Docking and scoring of submitted compounds (model #2408)

Receptor prep and docking model optimization
This work started with the 6LU7 complex structure, since I thought the conformation of the N3-bound structure would best accommodate growing the fragments from the Diamond screening hits. I began by modeling the 6LU7 non-covalent encounter complex using the deprotonated thiolate form of C145, which forms a good h-bond with the amide NH of the N3 ligand. I ran a 500 ns trajectory of the dimer with ligand bound in one site only, using Desmond MD with SPC waters. From this trajectory, I saved 5000 frames, and generated OEDocking/FRED grids for every frame (as well as for the xtal structure model), and docked the entire dsi_poised library (768 compounds) using the OpenEye FRED program.

I calculated the ROC curves for recovering the non-covalent actives in the dsi_poised set published on the Diamond website. I computed the early enrichment factor for the top 100 ranked compounds, and found 3 frames that stood out as providing significant improvement over the performance of the x-ray structure model:

Frame #2408:

Ligand Preparation
Ligand protonation states were assigned using the OpenEye filter program with the -pkanorm option. Compounds with more than 8 rotatable bonds were excluded, and the remaining compounds were prepared using the OpenEye Omega program to generate conformations within an energy window of 5.0 kcal/mol.
···
> LIST OF TASKS:
A) Using the docking write-up, answer each of the following on its own line:
(i) How long was the trajectory run with Desmond MD?
(ii) How many compounds does the dsi_poised library contain?
(iii) Above what number of rotatable bonds were compounds excluded?
B) Write out the part of the docking write-up starting with "Docking and scoring" and going on through "OpenEye FRED program.".

> DATA SHOWN:
···
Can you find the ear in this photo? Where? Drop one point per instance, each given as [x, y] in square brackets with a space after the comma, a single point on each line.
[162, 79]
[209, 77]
···
> RESULTS FOR THE EXERCISE:
A)
(i) 500 ns
(ii) 768
(iii) 8

B)
Docking and scoring of submitted compounds (model #2408)

Receptor prep and docking model optimization
This work started with the 6LU7 complex structure, since I thought the conformation of the N3-bound structure would best accommodate growing the fragments from the Diamond screening hits. I began by modeling the 6LU7 non-covalent encounter complex using the deprotonated thiolate form of C145, which forms a good h-bond with the amide NH of the N3 ligand. I ran a 500 ns trajectory of the dimer with ligand bound in one site only, using Desmond MD with SPC waters. From this trajectory, I saved 5000 frames, and generated OEDocking/FRED grids for every frame (as well as for the xtal structure model), and docked the entire dsi_poised library (768 compounds) using the OpenEye FRED program.